_EXERCISE_
From the entries below, reproduce exactly the line containing "Find the concrete driveway", the line containing "Find the window", and every line in between, with nothing added.

Records drawn from a dataset
◆ ◆ ◆
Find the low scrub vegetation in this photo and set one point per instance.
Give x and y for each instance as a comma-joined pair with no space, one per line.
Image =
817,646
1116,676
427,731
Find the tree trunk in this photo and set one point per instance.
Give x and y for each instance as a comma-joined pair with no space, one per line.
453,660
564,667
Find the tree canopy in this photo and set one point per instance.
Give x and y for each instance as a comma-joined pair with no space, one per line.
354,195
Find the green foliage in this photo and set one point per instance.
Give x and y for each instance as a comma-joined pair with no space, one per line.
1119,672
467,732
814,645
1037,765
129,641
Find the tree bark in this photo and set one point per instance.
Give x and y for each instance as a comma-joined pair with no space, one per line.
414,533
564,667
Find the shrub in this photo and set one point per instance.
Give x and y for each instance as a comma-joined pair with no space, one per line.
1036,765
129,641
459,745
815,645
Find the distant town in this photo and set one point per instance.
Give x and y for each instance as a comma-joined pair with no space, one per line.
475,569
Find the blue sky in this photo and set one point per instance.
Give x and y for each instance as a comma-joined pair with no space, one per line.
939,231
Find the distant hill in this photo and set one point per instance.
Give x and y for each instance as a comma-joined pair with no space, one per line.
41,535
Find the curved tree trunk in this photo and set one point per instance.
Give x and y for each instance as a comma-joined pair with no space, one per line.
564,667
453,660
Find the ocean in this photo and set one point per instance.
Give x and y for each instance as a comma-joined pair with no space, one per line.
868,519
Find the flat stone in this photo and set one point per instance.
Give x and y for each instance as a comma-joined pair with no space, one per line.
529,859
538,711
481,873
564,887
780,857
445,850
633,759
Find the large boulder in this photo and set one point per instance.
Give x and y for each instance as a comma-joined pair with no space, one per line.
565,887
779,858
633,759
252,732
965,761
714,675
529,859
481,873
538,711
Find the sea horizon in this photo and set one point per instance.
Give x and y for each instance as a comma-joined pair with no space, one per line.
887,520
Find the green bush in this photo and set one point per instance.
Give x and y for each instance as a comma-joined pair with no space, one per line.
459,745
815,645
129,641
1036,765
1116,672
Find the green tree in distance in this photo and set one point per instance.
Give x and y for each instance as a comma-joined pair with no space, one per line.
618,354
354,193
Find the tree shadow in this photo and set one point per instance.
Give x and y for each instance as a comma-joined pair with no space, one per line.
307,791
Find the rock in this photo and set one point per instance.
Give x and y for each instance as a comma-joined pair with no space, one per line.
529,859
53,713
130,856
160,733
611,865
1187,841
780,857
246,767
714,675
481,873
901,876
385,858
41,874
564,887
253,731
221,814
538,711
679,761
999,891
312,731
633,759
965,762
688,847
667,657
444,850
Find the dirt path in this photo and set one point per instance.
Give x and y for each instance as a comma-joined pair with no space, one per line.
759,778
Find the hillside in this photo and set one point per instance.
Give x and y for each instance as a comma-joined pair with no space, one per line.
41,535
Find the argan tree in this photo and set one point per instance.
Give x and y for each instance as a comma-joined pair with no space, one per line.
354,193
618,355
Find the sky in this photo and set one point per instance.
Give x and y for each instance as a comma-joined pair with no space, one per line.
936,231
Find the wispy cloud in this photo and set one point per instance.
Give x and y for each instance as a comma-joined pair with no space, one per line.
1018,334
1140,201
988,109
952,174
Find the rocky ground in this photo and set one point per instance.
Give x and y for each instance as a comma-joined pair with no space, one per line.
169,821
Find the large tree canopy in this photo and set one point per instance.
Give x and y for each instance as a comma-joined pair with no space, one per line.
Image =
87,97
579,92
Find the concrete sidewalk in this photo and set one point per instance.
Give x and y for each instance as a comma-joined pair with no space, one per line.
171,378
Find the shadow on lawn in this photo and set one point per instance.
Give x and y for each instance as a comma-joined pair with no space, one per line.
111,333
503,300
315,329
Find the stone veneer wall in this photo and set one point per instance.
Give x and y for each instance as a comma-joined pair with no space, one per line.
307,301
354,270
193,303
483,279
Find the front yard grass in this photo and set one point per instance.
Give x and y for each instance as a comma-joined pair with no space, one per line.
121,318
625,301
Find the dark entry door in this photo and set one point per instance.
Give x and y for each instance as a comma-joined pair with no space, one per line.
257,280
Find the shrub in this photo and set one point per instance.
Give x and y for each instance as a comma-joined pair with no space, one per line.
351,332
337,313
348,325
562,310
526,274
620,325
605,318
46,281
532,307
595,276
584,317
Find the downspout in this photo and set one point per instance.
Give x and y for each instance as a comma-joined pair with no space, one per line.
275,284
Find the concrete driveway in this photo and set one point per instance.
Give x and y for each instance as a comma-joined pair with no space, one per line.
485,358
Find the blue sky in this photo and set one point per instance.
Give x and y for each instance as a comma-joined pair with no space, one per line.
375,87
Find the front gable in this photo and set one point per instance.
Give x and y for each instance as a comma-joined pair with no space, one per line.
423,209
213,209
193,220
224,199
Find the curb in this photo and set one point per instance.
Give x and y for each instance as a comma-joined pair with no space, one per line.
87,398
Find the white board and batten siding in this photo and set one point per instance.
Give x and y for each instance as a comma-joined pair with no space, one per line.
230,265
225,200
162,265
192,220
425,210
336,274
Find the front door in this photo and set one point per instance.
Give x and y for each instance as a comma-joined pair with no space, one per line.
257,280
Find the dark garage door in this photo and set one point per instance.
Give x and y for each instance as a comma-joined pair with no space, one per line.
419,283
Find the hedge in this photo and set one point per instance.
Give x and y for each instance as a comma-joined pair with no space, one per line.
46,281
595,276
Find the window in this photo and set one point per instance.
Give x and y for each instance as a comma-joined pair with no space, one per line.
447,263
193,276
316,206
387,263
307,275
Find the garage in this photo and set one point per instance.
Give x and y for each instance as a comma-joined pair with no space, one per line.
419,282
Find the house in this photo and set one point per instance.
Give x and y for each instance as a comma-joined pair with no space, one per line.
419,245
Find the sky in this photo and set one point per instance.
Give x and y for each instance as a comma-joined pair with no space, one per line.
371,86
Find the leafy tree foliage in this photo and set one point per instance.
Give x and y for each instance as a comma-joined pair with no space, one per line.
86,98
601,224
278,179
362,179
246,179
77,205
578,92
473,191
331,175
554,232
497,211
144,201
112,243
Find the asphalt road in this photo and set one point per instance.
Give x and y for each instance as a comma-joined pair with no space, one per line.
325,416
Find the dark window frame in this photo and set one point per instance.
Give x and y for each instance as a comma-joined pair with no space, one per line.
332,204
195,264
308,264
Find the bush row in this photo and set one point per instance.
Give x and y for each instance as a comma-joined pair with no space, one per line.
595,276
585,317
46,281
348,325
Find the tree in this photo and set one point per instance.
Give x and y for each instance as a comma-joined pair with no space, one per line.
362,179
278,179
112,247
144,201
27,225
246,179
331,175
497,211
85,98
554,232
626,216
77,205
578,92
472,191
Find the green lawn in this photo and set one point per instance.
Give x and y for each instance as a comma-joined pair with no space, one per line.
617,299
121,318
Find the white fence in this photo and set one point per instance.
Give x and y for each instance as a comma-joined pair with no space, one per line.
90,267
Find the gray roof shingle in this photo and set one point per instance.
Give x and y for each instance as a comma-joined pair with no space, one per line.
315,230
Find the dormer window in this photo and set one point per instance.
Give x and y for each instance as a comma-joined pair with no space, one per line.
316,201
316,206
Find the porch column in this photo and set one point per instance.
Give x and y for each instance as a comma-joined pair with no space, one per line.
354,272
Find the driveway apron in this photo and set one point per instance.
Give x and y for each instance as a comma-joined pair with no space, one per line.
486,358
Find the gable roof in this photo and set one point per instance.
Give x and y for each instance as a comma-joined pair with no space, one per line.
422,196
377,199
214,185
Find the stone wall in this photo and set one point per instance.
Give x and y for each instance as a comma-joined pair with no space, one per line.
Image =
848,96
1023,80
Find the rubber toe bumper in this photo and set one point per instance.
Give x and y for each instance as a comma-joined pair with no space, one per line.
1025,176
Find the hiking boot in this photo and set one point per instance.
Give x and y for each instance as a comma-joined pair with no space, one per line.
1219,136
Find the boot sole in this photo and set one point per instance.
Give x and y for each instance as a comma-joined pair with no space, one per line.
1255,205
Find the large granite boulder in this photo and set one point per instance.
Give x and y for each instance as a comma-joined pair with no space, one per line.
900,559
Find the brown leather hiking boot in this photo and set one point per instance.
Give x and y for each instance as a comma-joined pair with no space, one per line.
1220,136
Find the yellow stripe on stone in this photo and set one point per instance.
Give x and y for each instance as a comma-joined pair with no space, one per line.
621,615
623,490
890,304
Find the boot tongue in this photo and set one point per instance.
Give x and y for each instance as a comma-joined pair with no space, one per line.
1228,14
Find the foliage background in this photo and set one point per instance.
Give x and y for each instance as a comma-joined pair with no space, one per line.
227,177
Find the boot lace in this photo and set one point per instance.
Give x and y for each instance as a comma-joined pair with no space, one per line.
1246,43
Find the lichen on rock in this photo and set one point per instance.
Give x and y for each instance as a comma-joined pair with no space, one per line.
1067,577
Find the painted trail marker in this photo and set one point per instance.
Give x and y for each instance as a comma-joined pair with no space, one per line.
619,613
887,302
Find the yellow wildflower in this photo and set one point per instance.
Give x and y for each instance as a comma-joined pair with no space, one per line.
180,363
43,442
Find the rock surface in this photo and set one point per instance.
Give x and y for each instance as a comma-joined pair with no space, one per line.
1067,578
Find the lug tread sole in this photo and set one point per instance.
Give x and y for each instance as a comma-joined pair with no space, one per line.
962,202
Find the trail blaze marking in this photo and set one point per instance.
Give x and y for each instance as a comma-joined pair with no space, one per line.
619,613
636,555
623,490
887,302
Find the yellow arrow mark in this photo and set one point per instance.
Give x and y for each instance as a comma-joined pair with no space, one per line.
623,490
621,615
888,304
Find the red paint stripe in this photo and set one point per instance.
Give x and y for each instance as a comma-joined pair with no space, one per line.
◆ ◆ ◆
_ANSWER SECTION_
Find the concrete driveway in this photo and set one point per instance.
Give x and y for each instance as a comma-joined pair with no space, one per line.
485,358
Find the blue sky in this photo and set one point per instance.
Give x and y for each instance as a comma-joined pair with no space, one per line.
375,87
Find the front gable in this photo and set one point per instance.
Give x and y for each instance as a comma-joined pair with no space, one per line.
423,209
213,209
193,220
224,199
Find the curb in this photo and set one point per instance.
Give x and y for each instance as a comma-joined pair with no space, one per line.
87,398
Find the white board and batten siding in this photo and set one point per instance.
Give x and y for each instance as a comma-joined pair with no space, one per line.
230,265
225,200
162,265
192,220
425,210
336,274
Find the front door in this photo and set one point per instance.
Give x and y for each instance as a comma-joined pair with no space, one per line.
257,280
Find the dark garage door in this photo and set one point per instance.
Give x and y for each instance as a comma-joined pair with no space, one per line.
419,283
Find the hedge in this photo and set one point per instance.
Give x and y for each instance as a comma-joined pair with no space, one per line.
46,281
595,276
Find the window in this photo and set one point per instance.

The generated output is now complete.